- **Stated goal**: Reproduce the items below with every instance of "outlines" changed to "polygons" and all other text left as it stands. Omit the pictures from your version.

+ + +

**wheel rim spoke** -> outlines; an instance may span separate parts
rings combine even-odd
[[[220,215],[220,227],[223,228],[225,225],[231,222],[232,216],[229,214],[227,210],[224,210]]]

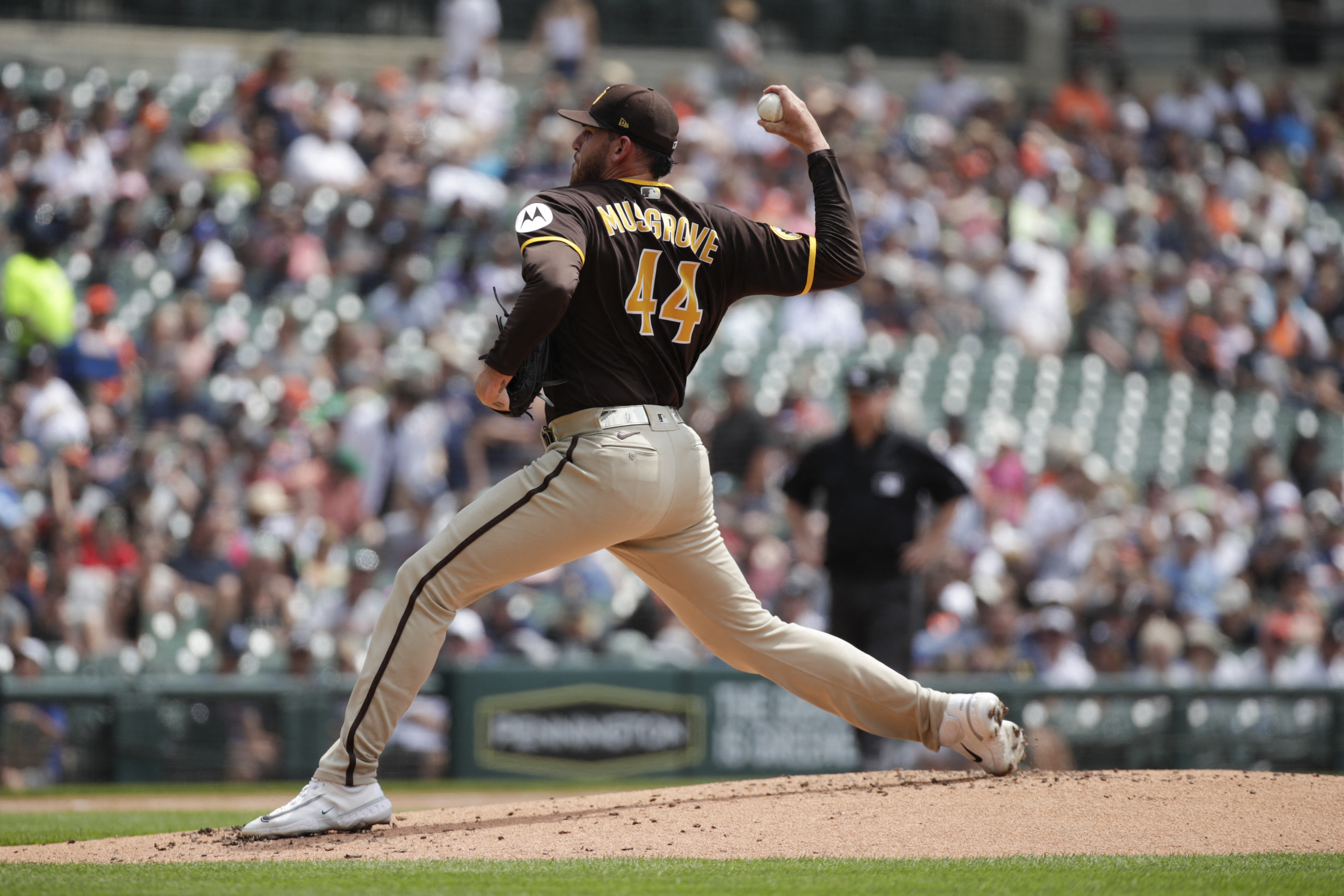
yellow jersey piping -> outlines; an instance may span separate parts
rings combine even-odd
[[[552,243],[552,242],[554,243],[564,243],[566,246],[569,246],[570,249],[573,249],[574,251],[577,251],[579,254],[579,267],[583,267],[583,265],[587,263],[587,259],[583,258],[583,250],[579,249],[574,243],[573,239],[566,239],[564,236],[534,236],[532,239],[530,239],[526,243],[523,243],[521,246],[519,246],[517,251],[521,253],[524,249],[527,249],[532,243]],[[808,282],[809,283],[812,282],[812,274],[810,273],[808,274]]]
[[[812,275],[816,273],[816,270],[817,270],[817,238],[808,236],[808,282],[802,285],[802,293],[798,293],[800,296],[812,292]]]
[[[664,184],[661,180],[638,180],[636,177],[617,177],[617,180],[624,180],[628,184],[638,184],[640,187],[667,187],[668,189],[676,189],[672,184]]]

+ + +

- **Response to the exercise**:
**wheel rim spoke** -> polygons; an instance may span separate parts
rings combine even-odd
[[[220,215],[220,227],[223,228],[225,225],[231,222],[232,216],[229,214],[227,210],[224,210]]]

yellow jersey piping -> polygons; an instance may span separate parts
rings combine even-odd
[[[552,243],[552,242],[554,243],[564,243],[566,246],[569,246],[570,249],[573,249],[574,251],[577,251],[579,254],[579,267],[583,267],[583,265],[587,263],[587,259],[583,258],[583,250],[579,249],[574,243],[573,239],[566,239],[564,236],[534,236],[532,239],[530,239],[526,243],[523,243],[521,246],[519,246],[517,251],[521,253],[524,249],[527,249],[532,243]],[[808,282],[809,283],[812,282],[812,274],[810,273],[808,274]]]
[[[812,275],[816,273],[816,270],[817,270],[817,238],[808,236],[808,282],[802,285],[802,293],[798,293],[800,296],[812,292]]]
[[[664,184],[661,180],[638,180],[636,177],[617,177],[617,180],[624,180],[628,184],[638,184],[640,187],[667,187],[668,189],[676,189],[672,184]]]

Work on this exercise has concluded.